[SOURCE TEXT]
* * * * * * * * *

That was the last conversation I had with my mother.

There was no road, and amidst the flames and smoke I could see only piles of houses and badly burned people escaping. Their burned skins were hanging down from their chins or nails which were not burned. At last I could reach the riverside, and swam across the river, and sat on the dry riverbed watching the burning town from the other side. The smoke and flames became a cloud over my head. When I thought of my mother beneath the flames, my heart was broken, and I thought, "Was there not something I could have done to save her?" Even now, the same feeling comes over me whenever I think of my mother.

In my view, I have a double responsibility to abolish nuclear weapons, a responsibility to all human beings. This will be as well a response to my mother's last words. My responsibility stems first from my role as a survivor who experienced the disaster of that day. Today, about 280,000 survivors of atomic bombing living in Japan, Korea, and in other countries are still struggling against physical and mental difficulties, difficulties which grow harder with age. In the rest of the world, including the US, the former Soviet Union, and the other nuclear weapon states, there are millions more radiation victims, the result of the entire nuclear weapons cycle from uranium mining to weapons production to nuclear testing. For survivors of the atomic bombing, it is obvious that using nuclear weapons is the most inexcusable crime in human history. They should never be used against anyone, for any purpose, for any reason, anywhere.

* * * * * * * * *

[STORED DATA]
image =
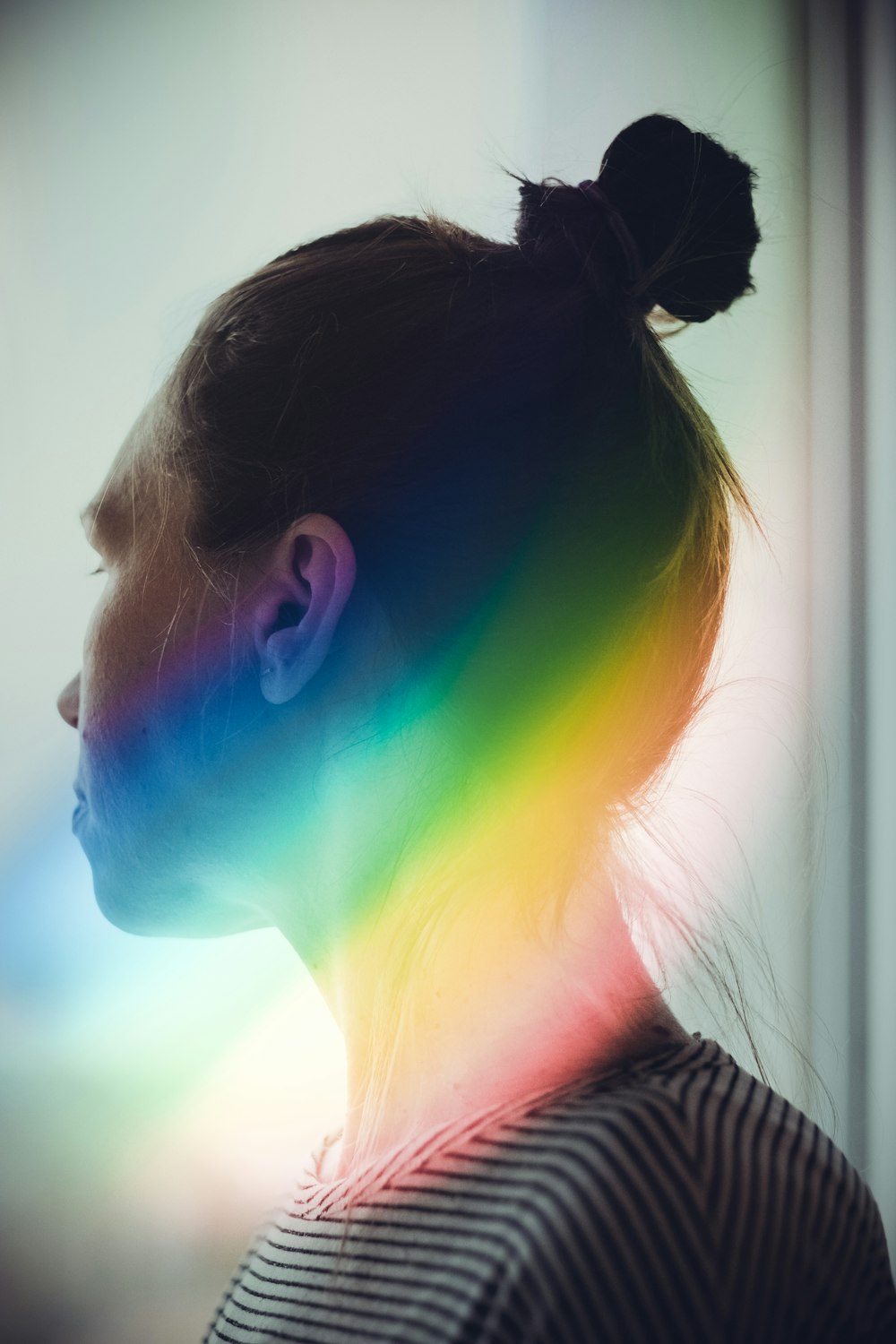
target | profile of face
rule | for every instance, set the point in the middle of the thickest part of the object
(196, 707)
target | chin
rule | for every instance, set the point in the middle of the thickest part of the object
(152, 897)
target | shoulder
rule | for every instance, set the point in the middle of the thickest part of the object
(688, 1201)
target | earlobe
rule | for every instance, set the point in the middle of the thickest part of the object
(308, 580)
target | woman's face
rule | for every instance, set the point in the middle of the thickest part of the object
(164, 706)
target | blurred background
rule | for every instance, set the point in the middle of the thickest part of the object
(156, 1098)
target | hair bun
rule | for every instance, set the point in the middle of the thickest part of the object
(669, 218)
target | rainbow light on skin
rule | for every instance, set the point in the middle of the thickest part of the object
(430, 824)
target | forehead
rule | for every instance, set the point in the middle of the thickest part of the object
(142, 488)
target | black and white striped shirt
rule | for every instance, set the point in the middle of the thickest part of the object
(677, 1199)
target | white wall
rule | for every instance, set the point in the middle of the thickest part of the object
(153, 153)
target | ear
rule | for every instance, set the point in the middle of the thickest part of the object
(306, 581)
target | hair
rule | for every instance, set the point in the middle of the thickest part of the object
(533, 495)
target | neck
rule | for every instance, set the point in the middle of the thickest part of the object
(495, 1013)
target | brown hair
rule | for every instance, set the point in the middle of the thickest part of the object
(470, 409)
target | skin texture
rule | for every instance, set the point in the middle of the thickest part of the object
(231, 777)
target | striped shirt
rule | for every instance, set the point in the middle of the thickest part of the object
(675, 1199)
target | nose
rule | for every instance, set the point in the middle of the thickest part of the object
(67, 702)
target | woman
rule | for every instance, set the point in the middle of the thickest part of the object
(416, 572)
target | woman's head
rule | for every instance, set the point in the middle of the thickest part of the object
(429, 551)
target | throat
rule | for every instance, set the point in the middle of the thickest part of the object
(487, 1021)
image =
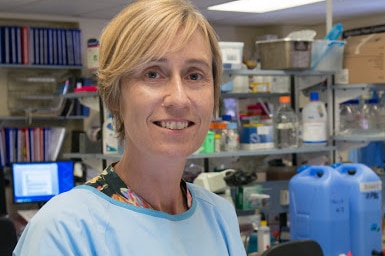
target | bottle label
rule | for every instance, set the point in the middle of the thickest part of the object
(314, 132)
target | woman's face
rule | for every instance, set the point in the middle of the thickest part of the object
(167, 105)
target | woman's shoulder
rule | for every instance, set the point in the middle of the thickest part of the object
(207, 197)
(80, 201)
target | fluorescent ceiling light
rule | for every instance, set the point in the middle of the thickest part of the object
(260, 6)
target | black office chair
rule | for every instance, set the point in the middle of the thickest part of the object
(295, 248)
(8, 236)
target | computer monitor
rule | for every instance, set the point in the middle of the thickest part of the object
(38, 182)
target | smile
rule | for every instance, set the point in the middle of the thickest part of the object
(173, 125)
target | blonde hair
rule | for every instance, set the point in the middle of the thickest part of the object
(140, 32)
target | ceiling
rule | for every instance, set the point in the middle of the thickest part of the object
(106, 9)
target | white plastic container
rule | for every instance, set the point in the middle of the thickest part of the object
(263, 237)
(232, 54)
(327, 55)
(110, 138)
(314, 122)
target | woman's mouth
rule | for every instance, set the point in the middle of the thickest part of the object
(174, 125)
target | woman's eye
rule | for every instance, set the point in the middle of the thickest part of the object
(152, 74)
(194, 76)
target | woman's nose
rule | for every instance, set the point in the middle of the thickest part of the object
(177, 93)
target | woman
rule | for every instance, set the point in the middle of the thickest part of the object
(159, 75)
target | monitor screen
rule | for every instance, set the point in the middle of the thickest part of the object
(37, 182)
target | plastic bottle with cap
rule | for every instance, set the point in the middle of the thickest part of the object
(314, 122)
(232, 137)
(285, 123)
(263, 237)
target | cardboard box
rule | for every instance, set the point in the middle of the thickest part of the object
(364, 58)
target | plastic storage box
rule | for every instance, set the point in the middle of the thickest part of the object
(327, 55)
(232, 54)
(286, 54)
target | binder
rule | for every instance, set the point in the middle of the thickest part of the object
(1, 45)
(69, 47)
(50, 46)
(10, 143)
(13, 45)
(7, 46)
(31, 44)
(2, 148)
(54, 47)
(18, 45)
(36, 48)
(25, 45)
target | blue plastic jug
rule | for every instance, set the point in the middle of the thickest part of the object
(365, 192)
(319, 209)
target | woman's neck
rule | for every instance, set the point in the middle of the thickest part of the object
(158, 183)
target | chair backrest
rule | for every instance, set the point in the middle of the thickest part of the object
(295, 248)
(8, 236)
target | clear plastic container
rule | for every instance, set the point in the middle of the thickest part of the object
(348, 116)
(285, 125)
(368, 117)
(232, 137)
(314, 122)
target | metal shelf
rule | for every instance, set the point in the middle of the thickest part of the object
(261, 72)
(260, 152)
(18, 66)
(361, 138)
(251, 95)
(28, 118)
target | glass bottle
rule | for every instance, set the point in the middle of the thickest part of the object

* * * * * * * * *

[ACTIVITY LIST]
1. In the atomic bombing account, about how many survivors of atomic bombing are living in Japan, Korea, and other countries?
2. List the stages of the nuclear weapons cycle that the atomic bombing account names.
3. Extend the atomic bombing account past its final sentence.

[ANSWER SECTION]
1. About 280,000.

2. Uranium mining, weapons production, and nuclear testing.

3.
The other source of my particular responsibility is as a scientist and a physicist. The 1954 hydrogen bomb test at Bikini atoll shocked me greatly. At that time, I was an undergraduate student learning physics. I came to believe that nuclear physics was being misused to construct weapons that could destroy all civilization and everything alive on earth. I then began to act, to abolish nuclear weapons, first as a student of physics and later as a physicist.